● **Work to do**:
- a) Into which three groups of processors does the business review letter say the Pacific Whiting quota is divided, and what share does each receive for 1997–2001?
- b) Transcribe the part of the business review letter that opens with the words containing "antitrust@just" and closes with "the members belong.".
- c) Summarize the business review letter in two sentences.

● **Supplied text**:
----------------

Main Justice Building
950 Pennsylvania Avenue, N.W.
Washington, D.C. 20530-0001
(202) 514-2401 / (202) 616-2645 (f)
   antitrust@justice.usdoj.gov (internet)
   http://www.usdoj.gov (World Wide Web)

May 20, 1997

Joseph M. Sullivan, Esq.
Mundt, MacGregor, Happel,
Falconer, Zulauf & Hall
4200 First Interstate Center
Seattle, Washington 98104-4082

Dear Mr. Sullivan:

This is in response to your request on behalf of the Whiting Conservation Cooperative ("WCC") for the issuance of a business review letter pursuant to the Department of Justice's Business Review Procedure, 28 C.F.R. ァ 50.6. You have requested a statement of the Department of Justice's antitrust enforcement intentions with respect to the proposal of WCC and its members to allocate amongst themselves the fixed quota of Pacific Whiting that Department of Commerce regulations allow to be taken from U.S. Pacific waters by the group of processors to which the members belong.

The United States Government, for environmental and economic reasons, has determined to limit the amount of certain species of fish that may be harvested from U.S. waters in a given year. This conservation policy is administered by the Department of Commerce ("DOC"). An annual harvest quota has been established for the species that is the subject of this business review request -- Pacific Whiting (also referred to as "hake"). In addition to determining the maximum amount of Pacific Whiting that may be harvested from U.S. waters, DOC's regulatory program divides the total quota between three groups of processors. For the years 1997- 2001, the Pacific Whiting Fishery Plan allocates 42% of the total quota to on-shore processing plants, 24% to "Mothership" processors, ships that have on-board processing capabilities but do not catch the fish, and 34% to vessels that catch and process their own fish on-board ("catcher/processors" or "C/Ps"). Entry into the Whiting fishery is limited. Licenses were issued to qualifying vessels at a prior qualifying date and are transferable.

----------------

Data listing:
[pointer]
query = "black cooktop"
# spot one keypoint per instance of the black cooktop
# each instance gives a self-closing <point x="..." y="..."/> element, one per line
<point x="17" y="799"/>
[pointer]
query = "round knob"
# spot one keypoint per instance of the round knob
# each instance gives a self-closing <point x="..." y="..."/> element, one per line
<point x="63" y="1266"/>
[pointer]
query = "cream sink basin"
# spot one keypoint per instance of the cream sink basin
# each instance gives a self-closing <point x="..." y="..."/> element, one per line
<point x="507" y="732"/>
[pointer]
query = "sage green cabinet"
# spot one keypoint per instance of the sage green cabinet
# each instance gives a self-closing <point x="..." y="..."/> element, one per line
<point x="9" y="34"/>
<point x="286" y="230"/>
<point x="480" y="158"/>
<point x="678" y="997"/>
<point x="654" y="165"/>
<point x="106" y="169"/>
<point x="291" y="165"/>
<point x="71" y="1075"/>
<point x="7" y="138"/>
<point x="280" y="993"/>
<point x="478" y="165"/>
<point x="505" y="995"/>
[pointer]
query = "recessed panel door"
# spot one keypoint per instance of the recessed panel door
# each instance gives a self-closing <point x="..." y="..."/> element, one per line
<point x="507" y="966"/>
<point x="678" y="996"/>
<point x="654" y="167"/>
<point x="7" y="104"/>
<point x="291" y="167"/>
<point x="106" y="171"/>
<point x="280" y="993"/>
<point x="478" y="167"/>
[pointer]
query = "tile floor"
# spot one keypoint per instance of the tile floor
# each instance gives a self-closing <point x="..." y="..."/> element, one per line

----------------

● **Results in order**:
- a)
On-shore processing plants: 42%
"Mothership" processors: 24%
Catcher/processors ("C/Ps"): 34%

- b)
antitrust@justice.usdoj.gov (internet)
   http://www.usdoj.gov (World Wide Web)

May 20, 1997

Joseph M. Sullivan, Esq.
Mundt, MacGregor, Happel,
Falconer, Zulauf & Hall
4200 First Interstate Center
Seattle, Washington 98104-4082

Dear Mr. Sullivan:

This is in response to your request on behalf of the Whiting Conservation Cooperative ("WCC") for the issuance of a business review letter pursuant to the Department of Justice's Business Review Procedure, 28 C.F.R. ァ 50.6. You have requested a statement of the Department of Justice's antitrust enforcement intentions with respect to the proposal of WCC and its members to allocate amongst themselves the fixed quota of Pacific Whiting that Department of Commerce regulations allow to be taken from U.S. Pacific waters by the group of processors to which the members belong.

- c) On behalf of the Whiting Conservation Cooperative, Joseph M. Sullivan asked the Department of Justice for a business review letter stating its antitrust enforcement intentions toward a proposal by WCC and its members to allocate among themselves the fixed Pacific Whiting quota that Department of Commerce regulations allow their processor group to take. The Department of Commerce administers annual harvest quotas for species such as Pacific Whiting, and for 1997–2001 the total is split among on-shore plants (42%), Mothership processors (24%), and catcher/processors (34%), in a fishery where entry is limited and licenses are transferable.